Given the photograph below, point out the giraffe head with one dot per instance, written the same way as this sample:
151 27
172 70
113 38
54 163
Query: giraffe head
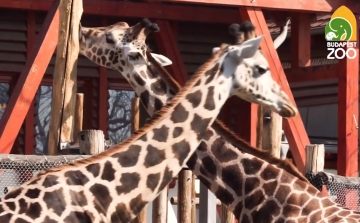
246 64
119 46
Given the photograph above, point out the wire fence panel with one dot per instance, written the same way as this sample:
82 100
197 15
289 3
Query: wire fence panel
343 190
17 169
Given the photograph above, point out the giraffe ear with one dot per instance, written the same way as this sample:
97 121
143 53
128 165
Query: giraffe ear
215 49
161 59
136 58
247 49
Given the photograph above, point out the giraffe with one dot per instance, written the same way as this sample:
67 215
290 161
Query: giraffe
115 185
228 171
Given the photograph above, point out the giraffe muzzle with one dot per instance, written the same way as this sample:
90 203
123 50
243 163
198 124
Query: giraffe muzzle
147 24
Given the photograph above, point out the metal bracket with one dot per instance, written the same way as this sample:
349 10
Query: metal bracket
69 145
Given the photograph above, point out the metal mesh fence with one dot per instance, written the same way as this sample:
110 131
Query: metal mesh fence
17 169
343 190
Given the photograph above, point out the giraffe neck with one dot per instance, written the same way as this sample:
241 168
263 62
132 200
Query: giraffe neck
115 185
222 157
147 84
256 190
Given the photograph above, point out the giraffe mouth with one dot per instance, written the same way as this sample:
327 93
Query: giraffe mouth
147 24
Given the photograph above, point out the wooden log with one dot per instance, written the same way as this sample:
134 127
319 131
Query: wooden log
135 124
315 156
79 114
193 197
91 142
159 211
271 131
226 215
315 161
184 195
78 121
65 74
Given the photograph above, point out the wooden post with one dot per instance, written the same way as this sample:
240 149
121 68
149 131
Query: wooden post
135 124
65 74
79 113
184 194
271 131
159 211
29 80
193 197
293 127
91 142
315 161
315 156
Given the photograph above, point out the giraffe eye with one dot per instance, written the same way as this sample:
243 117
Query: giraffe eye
261 69
109 38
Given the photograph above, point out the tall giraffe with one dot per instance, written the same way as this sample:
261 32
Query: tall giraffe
115 185
225 170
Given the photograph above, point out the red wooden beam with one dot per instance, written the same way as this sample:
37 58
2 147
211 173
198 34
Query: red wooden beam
29 80
293 127
103 94
124 9
166 42
284 5
30 120
300 39
348 111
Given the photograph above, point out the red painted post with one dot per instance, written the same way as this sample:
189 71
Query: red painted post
29 81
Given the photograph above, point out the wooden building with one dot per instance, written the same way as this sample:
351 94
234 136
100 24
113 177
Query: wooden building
191 31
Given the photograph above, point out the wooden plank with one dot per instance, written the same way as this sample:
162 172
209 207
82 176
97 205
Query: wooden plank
309 74
167 45
293 127
184 206
29 80
65 76
207 207
127 9
30 120
300 40
135 125
284 5
91 142
348 111
103 94
271 131
79 115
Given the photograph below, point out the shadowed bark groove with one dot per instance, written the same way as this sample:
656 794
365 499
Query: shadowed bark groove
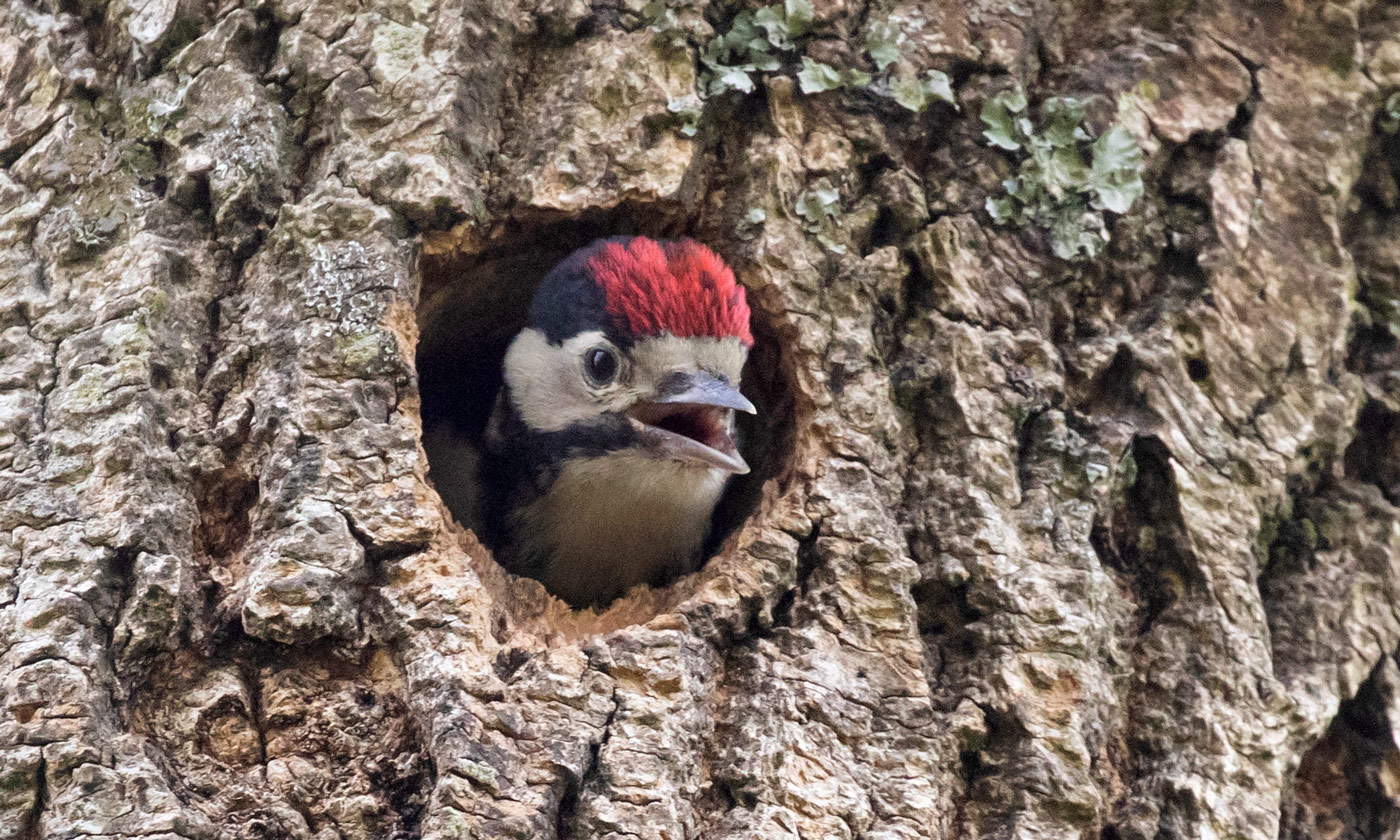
1033 548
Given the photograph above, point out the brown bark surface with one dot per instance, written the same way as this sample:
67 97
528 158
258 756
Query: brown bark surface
1098 549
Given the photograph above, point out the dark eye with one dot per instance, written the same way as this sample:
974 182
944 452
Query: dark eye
601 364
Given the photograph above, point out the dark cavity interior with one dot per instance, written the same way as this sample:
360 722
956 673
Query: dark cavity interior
472 304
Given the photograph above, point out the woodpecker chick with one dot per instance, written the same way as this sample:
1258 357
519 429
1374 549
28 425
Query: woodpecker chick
613 433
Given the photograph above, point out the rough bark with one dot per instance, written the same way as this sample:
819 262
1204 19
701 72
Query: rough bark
1035 548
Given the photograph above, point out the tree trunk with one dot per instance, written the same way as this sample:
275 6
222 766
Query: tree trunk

▸ WORK ITEM
Pull every line with "below" from the records.

▸ OUTPUT
Given the photograph below, point out the giraffe head with one dot per instance, written the same way as this sample:
Given the photograph below, point out the shadowed bark groove with one dot per instance, written the same way as this sample:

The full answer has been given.